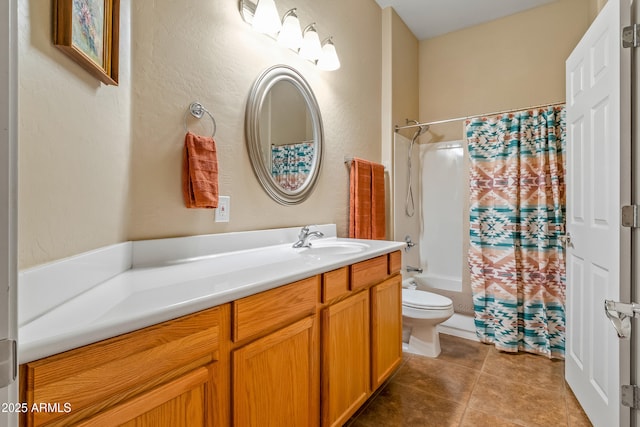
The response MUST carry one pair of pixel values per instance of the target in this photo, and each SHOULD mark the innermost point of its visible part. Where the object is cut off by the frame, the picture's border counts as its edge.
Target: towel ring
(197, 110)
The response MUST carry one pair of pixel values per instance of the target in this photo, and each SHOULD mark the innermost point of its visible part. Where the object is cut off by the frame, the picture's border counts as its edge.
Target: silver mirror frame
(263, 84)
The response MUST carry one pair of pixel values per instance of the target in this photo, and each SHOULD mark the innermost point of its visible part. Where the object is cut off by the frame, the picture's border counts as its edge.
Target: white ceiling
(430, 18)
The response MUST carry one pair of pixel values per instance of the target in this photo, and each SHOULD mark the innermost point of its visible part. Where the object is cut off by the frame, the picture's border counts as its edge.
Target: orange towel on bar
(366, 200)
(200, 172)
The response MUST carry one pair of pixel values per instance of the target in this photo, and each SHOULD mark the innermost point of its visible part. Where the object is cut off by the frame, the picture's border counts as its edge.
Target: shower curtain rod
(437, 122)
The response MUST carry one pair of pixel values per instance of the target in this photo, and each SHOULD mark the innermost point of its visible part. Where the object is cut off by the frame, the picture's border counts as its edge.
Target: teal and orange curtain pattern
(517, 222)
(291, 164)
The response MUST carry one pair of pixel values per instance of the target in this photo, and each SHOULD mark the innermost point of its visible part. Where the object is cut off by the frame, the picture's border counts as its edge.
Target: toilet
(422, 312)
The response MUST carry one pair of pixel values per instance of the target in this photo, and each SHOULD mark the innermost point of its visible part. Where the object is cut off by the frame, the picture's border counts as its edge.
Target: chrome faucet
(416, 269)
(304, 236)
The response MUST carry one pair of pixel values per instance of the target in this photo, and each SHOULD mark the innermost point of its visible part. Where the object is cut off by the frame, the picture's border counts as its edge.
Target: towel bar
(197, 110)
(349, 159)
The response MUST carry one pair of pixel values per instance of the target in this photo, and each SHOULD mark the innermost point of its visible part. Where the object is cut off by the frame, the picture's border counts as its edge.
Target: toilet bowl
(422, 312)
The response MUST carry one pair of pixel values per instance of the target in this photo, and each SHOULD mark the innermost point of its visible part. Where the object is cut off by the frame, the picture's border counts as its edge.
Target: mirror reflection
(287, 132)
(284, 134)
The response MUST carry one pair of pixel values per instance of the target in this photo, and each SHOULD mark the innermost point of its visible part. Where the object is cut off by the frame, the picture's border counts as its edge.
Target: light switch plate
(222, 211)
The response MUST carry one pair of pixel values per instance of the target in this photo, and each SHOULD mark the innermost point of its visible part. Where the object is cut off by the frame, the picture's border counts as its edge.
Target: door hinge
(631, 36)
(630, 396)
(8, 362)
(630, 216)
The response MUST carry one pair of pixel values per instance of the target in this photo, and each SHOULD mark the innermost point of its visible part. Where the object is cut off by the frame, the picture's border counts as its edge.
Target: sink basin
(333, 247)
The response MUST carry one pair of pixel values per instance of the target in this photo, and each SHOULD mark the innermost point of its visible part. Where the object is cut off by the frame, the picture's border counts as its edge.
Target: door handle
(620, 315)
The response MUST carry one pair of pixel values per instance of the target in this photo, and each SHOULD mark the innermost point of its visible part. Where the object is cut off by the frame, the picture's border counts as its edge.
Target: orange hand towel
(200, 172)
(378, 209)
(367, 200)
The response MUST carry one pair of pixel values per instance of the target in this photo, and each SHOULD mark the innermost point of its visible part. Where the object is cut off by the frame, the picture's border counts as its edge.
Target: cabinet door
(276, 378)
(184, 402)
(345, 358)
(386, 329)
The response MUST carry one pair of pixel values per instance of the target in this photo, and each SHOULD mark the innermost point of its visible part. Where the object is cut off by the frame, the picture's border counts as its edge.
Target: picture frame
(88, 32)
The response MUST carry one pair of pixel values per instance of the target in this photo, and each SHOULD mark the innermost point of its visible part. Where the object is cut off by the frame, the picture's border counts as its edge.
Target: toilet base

══════════

*THE PROBLEM*:
Would you print the whole listing exactly, omitting the pictures?

*SOLUTION FOR THIS TASK*:
The response MUST carry one pair of pixel values per instance of the target in this photo, and each SHOULD mark the innermost point of its visible part. Where the object is cut off by the frame, the picture's border counts as its edge.
Target: towel ring
(197, 110)
The response MUST carry one pair of pixel values per instance of the target in this photo, and each SHOULD mark the innermost point of its visible part. Where the object is cut off by the frame, the picture's border counts as its edge.
Target: silver mirror frame
(263, 84)
The response MUST carry one pair of pixel values per instance of the target in this photo, and each SHOULD mark the innermost point of its visible part. Where the object is cut off by the frame, the picture's border counts as its edge.
Target: white ceiling
(430, 18)
The response MUST carry one pair of pixel values per instance of the target in this photo, and each SHOULD mark the innermost point of its visible part. Where the object is cut off by the frame, the picture's border counts as its edge.
Target: orange towel on bar
(366, 200)
(200, 172)
The response MUST carry one pair of pixel values per instance of the target in this photo, and each SHOULD mark the innermost point of its visible part. Where the object is cut off by the frame, the picture's border counts as its edge.
Target: shower curtain rod
(437, 122)
The response MUST carry one pair of pixel values per instance of the target in this photo, and each SHOULD mark the innermost point of its visible part. Where the object is cut off by the frame, the picture's border counts as its edge.
Target: teal and orange curtain pattern
(517, 222)
(291, 164)
The response MUST carry one pair of pixel values per instance of the target in this photo, and each SHOULD mark the innermost point of its visible part. Where the object is cut off by the frame, the picture's border counts as its edge.
Target: toilet
(422, 312)
The response MUST carry one pair of pixel values per instance of the target in this photo, and each SHOULD mark the innermost point of its visible part. Where the object is cut off by the frame, the picture's border counts as its edge.
Target: chrome faucet
(416, 269)
(304, 236)
The response MUST carry one pair of pixel values per instance of the target in this photo, and each SHOULD mark the innermost point of its visible part. Where the object is cut off by the frame, the picture's border counts as its edge.
Target: towel bar
(197, 110)
(349, 159)
The response MUST carry one pair of pixel values per instance of the target in this photo, and each SHOULD mark the innermost point of its visible part. Where the object is cut off by the frame, the picture's border counts as its edge.
Target: toilet bowl
(422, 312)
The response MUST carry one pair of pixel values per instance of the target in this photo, and each SHOULD mark the innermost point of its visible part. Where the object is cut off by the frame, the picture's border counts as its edge.
Target: mirror reflection
(287, 132)
(284, 134)
The response MUST carry one pair of pixel values per instance of the target in this photo, and each SHOULD mark the innermost point of its visible part. Where the object is cut off by the frame, the picture's border counts as its edge.
Target: light switch plate
(222, 211)
The response MUST carry one pair of pixel values per instance of the target in this photo, and each SHOULD mark the innermost point of its visible part. Where the object is cut off by the frame, the picture's border counts as its edge.
Target: door hinge
(631, 36)
(630, 396)
(8, 362)
(630, 216)
The response MUST carry one pair of pixel values per instance of the target in this photo, and each SHOULD mark the innermost point of its visible part. Where the object is cut off by the frame, the picture's border counts as its edge.
Target: sink basin
(333, 247)
The response MUST carry one pair of pixel values per instance of the target in this photo, and each SHOULD mark the innermost point of its visible part. Where the object is cut off by the frame, the picture's border counts as its edge.
Target: door handle
(620, 315)
The response MUST carry one pair of pixel values per instance of the target in this photo, and each SHOULD mark the innermost point of its visible part. Where the object is cut off by the frame, the picture's border counts as its edge.
Target: orange hand towel
(200, 172)
(378, 209)
(367, 200)
The response MUST carry one pair of pixel values per instance of the target in this photo, and each SHOULD mark the innermost point of its visible part. Where the object is cut off by the frame, the picture's border counts as its edge.
Target: cabinet door
(276, 378)
(184, 402)
(345, 358)
(386, 329)
The response MUST carry one pair of pixel values per instance of the target in this photo, and each SHOULD mark the innermost point of its visible part. Where the object is cut off by the frame, the picture's border counts as its edge.
Target: picture frame
(88, 32)
The response MUST carry one pair of pixel values per instance of the target in this photo, and each SHOULD mark the innermost point of its visible part. Where the object is cut off by the frame, the picture's border counts as its edge.
Target: toilet base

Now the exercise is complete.